▸ Consigne 1
D'après l'extrait, où la globe-trotteuse a-t-elle été rencontrée ?

▸ Extrait du texte
^^^^^^^^

On me dit qu'ils radotent, qu'ils ratiocinent : peut-être, mais pas
plus que les hommes politiques et les experts ou stars à la radio et
à la télé. Et au moins, eux, ils sont humains ! Ils sont ce que
nous sommes.
J'ai
toujours aimé les "vieux". J'en ai rencontré tant dans ma
vie, de ces fortes personnalités qui ont plein de choses à nous
apprendre, ne serait-ce qu'à renouer le fil de l'Histoire avec un
grand H, à ne pas vivre dans l'instantanéité perpétuelle, à ne
pas oublier d'où nous venons. Je pense à ma grand-mère, maternelle
bien sûr, qui vivait chez nous et qui m'a appris à vivre, à ce
vieux paysan gersois, auteur de quelques livres émouvants et très
réussis, à la vieille dame de Montmorillon et au voyage initiatique
qu'elle me raconta avoir fait avec son grand-père à l'âge de seize
ans à travers l'Europe et la Méditerranée des années 30 (« Quand
je suis revenue, me dit-elle, j’ai su que je n’aurais plus jamais
peur de ma vie »), à mes vieux amis poètes de Poitiers qui
ont l'âge de mes parents (qui, eux, sont morts) et que j'aime
infiniment, tant ils m'apportent la paix intérieure (ils me
surnomment le "gamin !"), à la globe-trotteuse rencontrée
sur un cargo et qui m'a appris à voyager léger, à la sœur de lait
d'Henri Bosco qui devait bien avoir 90 ans, rencontrée lors de
vacances à vélo parce que n'ayant plus d'eau, nous avons frappé à
sa porte, qu'elle nous a accueillis, ma femme et moi, et nous a
raconté sa vie, on y a passé l'après-midi, et à toutes ces
rencontres étonnantes que j'ai faites au hasard de mes
pérégrinations, en France ou à l'étranger.

^^^^^^^^

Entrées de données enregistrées
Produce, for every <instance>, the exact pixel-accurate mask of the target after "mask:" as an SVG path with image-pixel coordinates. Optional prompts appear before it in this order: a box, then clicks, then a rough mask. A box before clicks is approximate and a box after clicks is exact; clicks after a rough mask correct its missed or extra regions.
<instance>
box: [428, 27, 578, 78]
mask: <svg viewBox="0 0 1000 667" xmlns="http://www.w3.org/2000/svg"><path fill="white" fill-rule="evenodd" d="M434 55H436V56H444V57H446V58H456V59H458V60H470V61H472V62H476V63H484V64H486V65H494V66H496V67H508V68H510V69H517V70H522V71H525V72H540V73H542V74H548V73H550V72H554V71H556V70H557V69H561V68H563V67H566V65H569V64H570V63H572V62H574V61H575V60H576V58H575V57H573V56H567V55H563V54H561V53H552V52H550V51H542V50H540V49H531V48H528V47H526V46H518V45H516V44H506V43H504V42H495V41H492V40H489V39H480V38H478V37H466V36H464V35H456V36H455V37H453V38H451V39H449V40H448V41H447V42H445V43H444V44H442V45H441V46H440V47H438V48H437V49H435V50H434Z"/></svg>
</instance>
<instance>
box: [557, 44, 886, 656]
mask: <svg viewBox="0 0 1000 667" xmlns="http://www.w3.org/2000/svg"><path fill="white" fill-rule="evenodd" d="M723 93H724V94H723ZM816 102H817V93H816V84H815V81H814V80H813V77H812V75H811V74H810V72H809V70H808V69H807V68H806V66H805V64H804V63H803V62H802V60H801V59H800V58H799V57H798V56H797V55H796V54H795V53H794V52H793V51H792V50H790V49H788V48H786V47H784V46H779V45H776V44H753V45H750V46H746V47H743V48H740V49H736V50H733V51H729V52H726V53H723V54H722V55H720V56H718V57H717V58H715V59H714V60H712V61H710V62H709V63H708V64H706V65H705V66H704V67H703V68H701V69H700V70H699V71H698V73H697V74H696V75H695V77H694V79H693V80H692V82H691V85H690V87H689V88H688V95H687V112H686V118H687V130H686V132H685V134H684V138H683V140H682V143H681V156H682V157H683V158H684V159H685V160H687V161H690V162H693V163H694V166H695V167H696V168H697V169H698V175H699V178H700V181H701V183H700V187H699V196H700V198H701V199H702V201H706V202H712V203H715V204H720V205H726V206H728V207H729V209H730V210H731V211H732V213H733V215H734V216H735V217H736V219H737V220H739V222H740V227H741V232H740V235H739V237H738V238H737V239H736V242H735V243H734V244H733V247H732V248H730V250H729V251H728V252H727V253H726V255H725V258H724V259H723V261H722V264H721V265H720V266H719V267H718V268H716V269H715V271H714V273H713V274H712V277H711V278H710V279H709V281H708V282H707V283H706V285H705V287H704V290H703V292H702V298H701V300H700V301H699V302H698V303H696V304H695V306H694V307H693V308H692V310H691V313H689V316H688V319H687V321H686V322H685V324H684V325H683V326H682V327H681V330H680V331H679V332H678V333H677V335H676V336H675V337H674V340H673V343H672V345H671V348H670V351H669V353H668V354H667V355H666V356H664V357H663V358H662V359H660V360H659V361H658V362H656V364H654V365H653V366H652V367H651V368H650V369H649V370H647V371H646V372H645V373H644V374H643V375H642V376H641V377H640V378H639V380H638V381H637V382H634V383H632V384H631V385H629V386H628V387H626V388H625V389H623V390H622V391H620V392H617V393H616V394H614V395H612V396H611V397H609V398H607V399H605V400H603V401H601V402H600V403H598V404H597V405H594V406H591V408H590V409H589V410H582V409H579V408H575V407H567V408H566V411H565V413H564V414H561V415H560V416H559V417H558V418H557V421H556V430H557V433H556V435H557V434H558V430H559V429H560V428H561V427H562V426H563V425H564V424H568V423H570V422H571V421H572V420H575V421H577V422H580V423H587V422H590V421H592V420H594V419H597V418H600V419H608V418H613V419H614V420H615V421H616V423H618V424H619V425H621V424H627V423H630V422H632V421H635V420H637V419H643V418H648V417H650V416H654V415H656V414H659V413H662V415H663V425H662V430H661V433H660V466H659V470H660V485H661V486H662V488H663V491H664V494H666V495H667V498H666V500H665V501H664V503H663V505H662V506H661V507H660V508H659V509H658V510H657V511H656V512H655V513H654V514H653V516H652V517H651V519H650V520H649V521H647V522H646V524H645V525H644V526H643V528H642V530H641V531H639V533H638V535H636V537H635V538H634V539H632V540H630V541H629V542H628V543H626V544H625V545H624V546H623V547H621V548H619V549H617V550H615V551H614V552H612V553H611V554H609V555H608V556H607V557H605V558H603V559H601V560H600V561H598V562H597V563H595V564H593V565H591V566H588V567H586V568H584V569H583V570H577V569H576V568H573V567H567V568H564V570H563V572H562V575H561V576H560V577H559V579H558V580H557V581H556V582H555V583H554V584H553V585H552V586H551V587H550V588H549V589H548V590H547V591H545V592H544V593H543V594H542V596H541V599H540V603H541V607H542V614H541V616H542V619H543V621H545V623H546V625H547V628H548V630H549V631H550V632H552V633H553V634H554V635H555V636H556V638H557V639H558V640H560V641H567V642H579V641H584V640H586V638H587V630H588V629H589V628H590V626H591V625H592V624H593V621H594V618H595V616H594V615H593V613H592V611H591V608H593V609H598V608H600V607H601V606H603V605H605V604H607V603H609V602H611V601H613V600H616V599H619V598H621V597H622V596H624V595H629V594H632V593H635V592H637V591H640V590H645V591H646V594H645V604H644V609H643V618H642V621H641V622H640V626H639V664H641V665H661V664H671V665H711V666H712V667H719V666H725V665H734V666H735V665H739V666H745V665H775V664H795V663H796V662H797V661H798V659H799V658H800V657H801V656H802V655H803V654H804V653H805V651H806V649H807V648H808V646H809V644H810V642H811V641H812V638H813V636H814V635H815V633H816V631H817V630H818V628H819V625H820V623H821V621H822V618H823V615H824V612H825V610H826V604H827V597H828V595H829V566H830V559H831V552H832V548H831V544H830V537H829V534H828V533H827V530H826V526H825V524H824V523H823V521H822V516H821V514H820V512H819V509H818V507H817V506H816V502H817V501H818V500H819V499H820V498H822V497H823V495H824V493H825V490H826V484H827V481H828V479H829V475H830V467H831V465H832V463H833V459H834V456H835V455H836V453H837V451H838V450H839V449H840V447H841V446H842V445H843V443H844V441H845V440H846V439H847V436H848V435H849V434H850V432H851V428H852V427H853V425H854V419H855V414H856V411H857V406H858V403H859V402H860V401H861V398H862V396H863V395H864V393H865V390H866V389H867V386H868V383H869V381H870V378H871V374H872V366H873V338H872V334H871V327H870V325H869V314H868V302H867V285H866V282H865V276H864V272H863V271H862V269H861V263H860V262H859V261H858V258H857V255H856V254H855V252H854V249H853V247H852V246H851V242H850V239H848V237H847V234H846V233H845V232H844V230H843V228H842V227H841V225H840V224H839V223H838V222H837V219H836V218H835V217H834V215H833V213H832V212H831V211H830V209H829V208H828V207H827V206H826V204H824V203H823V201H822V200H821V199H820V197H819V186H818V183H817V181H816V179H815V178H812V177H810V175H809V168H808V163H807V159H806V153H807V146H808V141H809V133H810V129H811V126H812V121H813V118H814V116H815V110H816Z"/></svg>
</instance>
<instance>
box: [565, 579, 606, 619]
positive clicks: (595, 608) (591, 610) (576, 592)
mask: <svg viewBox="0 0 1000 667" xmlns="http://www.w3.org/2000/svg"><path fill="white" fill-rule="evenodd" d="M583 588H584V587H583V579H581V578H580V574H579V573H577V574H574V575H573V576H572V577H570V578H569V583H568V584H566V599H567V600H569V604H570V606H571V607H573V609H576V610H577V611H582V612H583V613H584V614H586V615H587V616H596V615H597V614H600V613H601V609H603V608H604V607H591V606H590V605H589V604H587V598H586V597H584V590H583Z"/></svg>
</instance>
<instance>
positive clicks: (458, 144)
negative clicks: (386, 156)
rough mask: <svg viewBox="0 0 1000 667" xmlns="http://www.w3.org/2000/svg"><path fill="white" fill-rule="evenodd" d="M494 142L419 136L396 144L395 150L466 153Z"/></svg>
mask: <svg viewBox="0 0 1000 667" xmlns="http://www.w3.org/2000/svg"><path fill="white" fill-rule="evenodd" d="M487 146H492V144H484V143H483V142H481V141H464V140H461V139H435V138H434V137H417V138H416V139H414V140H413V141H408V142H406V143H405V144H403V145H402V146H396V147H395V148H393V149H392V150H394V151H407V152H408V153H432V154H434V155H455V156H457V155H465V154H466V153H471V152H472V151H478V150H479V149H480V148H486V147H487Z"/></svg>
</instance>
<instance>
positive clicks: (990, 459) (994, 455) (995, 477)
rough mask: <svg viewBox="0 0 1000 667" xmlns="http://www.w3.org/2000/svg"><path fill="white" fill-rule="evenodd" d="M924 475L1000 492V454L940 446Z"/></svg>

^^^^^^^^

▸ Consigne 2
Filtrez la liste en recopiant chaque ligne qui contient la chaîne "clicks". La casse compte.

▸ Réponse 1
Sur un cargo.

▸ Réponse 2
Produce, for every <instance>, the exact pixel-accurate mask of the target after "mask:" as an SVG path with image-pixel coordinates. Optional prompts appear before it in this order: a box, then clicks, then a rough mask. A box before clicks is approximate and a box after clicks is exact; clicks after a rough mask correct its missed or extra regions.
positive clicks: (595, 608) (591, 610) (576, 592)
positive clicks: (458, 144)
negative clicks: (386, 156)
positive clicks: (990, 459) (994, 455) (995, 477)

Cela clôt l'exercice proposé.